UNAIDS also invests in healthcare infrastructure, especially in training programs with community groups.
In Africa, for example, we have pushed for access to co-trimoxazole as a prophylactic drug for people living with HIV. We are also investing heavily in training and availability of voluntary counseling and testing, which is the bridge between prevention and care. Perhaps 95% of people with HIV in the developing world have no clue that they are infected.
And we are negotiating with pharmaceutical companies to bring down drug prices.
ATN: Concerning the pharmaceutical companies, what about the recent situation where the South African government computed that even with the 85% reduction offered on paper by some of the companies, the government still could not afford to treat its population?
Piot: I agree with that, for antiretroviral therapy. But it is not true for prevention and treatment of opportunistic infections.
And it illustrates that the price is not everything. Even at 10% of current price, about $1000 per year (per person for antiretroviral treatment) is more than many countries can afford. But it certainly is an option for some middle-income countries, in Latin America for example, or in some Asian countries.
We believe that government should invest far more in care for people with AIDS, focusing on opportunistic infections.
ATN: What about the recent U.S. government proposals for increasing funding and other AIDS efforts?
Piot: We applaud the recent increases in funding for international AIDS by the U.S. government. I think this will set the trend for other rich countries, for the European donors and for Japan.
I hope that this epidemic will continue to be treated as a bipartisan issue [in the U.S.], and that the response will be sustainable. And I hope that political dialog with other countries will be included.
It's not only a matter of money; the governments of the affected countries also have to invest in HIV activities. You need people, and you also need goods like drugs, condoms, test kits, and so on. Often international assistance is necessary because the goods have to be paid for in hard currency. I hope that the U.S. will work with other nations, and with the United Nations, in pursuing these goals. It is going quite well at this time.
The message is, sustain the effort, and make sure that the money goes to communities, and to efforts that can make a difference.
With greatly increased resources, and with an expanding set of players, coordination of efforts will become more important than ever. This is one of our major mandates in UNAIDS.
ATN: How can U.S. activists and AIDS service organizations make an impact on the global epidemic?
Piot: Last year was a turning point, when AIDS activists in the U.S., the Congressional Black Caucus, and others were able to improve and increase the support for international AIDS.
There are several reasons why domestic and international AIDS activism should join. The reason we have been very successful as activists is that there has been strong solidarity among people living with HIV and people in affected communities. This solidarity should be expanded throughout the world. It will be necessary that those in rich and poor countries join hands.
Also, in the U.S., many communities come from somewhere in the developing world; from the Caribbean for example, or from Africa. This provides a direct bridge between the U.S. and some of the countries that are most affected by the epidemic.
And everywhere people need to strengthen community activism and responses. We strongly believe in the importance of community-to-community dialog and support, which will benefit both sides.

Exercise objective — Duplicate the passage of the AIDS interview starting at the words "ATN: How can" and ending after the words "countries join hands.". The lines that come next are separate material and have no connection to the interview.

Dataset extract —

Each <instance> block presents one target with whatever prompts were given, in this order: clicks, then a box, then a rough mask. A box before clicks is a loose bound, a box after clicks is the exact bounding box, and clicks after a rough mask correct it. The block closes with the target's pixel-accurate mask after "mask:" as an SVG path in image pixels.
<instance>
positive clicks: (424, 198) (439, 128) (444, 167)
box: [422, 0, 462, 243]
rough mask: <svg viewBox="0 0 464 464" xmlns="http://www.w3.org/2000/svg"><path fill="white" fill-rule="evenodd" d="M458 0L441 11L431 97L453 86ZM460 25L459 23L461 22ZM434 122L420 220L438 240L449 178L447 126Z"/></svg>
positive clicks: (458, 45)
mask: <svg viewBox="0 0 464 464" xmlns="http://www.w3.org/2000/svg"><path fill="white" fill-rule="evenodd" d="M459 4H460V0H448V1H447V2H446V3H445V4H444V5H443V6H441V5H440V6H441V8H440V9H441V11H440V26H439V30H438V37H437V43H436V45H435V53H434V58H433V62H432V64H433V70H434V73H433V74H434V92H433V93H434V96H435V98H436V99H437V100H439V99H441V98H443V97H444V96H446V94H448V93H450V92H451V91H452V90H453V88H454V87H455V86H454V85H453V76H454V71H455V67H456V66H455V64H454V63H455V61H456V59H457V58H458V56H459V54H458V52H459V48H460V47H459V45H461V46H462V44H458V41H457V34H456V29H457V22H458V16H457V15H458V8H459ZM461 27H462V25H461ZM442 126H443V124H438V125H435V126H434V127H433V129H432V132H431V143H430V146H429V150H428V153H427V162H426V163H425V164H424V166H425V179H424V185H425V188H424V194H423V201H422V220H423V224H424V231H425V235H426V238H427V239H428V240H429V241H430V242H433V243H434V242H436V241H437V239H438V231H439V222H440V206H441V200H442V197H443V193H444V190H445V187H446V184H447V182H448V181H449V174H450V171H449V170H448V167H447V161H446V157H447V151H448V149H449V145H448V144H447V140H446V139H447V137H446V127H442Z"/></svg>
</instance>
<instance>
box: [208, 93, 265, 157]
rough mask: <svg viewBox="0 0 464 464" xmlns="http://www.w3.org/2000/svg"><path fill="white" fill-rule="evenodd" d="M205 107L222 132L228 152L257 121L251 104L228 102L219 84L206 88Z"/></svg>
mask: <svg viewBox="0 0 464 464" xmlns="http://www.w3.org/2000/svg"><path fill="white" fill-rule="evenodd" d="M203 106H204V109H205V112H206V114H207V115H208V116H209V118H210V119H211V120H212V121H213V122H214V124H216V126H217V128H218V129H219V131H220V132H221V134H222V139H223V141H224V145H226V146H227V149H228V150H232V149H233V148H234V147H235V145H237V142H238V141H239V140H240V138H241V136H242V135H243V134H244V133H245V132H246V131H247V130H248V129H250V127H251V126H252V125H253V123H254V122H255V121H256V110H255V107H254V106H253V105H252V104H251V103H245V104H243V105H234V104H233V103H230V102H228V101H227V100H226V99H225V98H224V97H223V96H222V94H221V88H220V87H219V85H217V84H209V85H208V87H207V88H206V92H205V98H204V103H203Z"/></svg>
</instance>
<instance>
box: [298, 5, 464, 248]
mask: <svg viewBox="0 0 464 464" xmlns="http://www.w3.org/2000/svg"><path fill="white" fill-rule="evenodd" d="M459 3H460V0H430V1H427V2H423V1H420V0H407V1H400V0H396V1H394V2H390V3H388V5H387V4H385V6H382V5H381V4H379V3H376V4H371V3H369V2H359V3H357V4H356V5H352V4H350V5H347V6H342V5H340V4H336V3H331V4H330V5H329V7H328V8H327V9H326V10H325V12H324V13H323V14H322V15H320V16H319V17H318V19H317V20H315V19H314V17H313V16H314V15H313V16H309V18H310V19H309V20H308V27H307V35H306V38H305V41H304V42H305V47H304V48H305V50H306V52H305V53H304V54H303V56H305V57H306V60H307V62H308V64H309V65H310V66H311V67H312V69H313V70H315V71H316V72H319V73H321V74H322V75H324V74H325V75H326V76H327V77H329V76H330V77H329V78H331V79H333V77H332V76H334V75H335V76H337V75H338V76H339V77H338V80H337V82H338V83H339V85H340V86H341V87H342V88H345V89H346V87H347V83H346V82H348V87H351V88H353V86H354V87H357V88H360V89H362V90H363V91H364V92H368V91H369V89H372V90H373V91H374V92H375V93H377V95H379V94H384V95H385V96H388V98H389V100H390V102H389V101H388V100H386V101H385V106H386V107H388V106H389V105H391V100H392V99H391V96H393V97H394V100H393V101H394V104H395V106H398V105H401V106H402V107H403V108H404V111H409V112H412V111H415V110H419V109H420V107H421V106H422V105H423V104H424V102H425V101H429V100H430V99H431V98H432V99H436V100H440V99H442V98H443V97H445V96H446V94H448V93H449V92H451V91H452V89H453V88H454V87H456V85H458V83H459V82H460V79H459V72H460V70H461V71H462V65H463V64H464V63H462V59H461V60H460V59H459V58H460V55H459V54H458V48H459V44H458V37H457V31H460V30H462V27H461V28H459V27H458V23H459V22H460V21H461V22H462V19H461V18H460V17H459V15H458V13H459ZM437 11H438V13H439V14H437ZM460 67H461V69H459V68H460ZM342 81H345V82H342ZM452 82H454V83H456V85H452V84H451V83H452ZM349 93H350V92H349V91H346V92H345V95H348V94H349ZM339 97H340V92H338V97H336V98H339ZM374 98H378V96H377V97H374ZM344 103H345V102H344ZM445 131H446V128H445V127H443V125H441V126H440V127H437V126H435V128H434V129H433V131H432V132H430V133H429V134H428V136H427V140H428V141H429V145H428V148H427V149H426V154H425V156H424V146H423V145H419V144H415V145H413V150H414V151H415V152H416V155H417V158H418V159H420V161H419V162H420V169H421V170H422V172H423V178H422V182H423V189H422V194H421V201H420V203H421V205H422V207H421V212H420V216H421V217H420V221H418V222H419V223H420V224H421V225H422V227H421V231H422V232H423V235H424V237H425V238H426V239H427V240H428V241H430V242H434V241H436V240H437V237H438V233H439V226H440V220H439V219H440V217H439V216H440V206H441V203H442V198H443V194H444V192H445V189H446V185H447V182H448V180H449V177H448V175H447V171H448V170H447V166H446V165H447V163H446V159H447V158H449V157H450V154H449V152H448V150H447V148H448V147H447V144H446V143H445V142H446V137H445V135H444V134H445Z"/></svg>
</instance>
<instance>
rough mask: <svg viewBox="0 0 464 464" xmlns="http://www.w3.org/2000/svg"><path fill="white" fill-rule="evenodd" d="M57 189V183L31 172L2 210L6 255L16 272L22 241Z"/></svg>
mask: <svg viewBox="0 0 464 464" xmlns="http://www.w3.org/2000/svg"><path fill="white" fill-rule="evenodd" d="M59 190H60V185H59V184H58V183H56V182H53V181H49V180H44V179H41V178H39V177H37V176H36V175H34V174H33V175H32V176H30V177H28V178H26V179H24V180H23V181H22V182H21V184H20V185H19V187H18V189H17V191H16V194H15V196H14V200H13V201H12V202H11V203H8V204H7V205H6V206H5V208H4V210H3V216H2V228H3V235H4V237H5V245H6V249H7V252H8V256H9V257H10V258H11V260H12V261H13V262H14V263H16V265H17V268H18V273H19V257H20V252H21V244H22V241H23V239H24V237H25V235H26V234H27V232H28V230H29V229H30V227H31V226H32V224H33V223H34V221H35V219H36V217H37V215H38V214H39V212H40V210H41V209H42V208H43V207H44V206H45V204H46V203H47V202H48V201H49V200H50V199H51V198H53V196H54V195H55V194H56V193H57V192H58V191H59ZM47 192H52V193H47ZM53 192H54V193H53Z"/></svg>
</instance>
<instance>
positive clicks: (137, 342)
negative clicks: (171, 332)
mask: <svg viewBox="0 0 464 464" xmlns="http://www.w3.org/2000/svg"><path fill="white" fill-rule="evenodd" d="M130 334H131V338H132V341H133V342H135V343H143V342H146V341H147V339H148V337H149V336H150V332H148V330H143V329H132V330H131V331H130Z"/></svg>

Exercise result —
ATN: How can U.S. activists and AIDS service organizations make an impact on the global epidemic?
Piot: Last year was a turning point, when AIDS activists in the U.S., the Congressional Black Caucus, and others were able to improve and increase the support for international AIDS.
There are several reasons why domestic and international AIDS activism should join. The reason we have been very successful as activists is that there has been strong solidarity among people living with HIV and people in affected communities. This solidarity should be expanded throughout the world. It will be necessary that those in rich and poor countries join hands.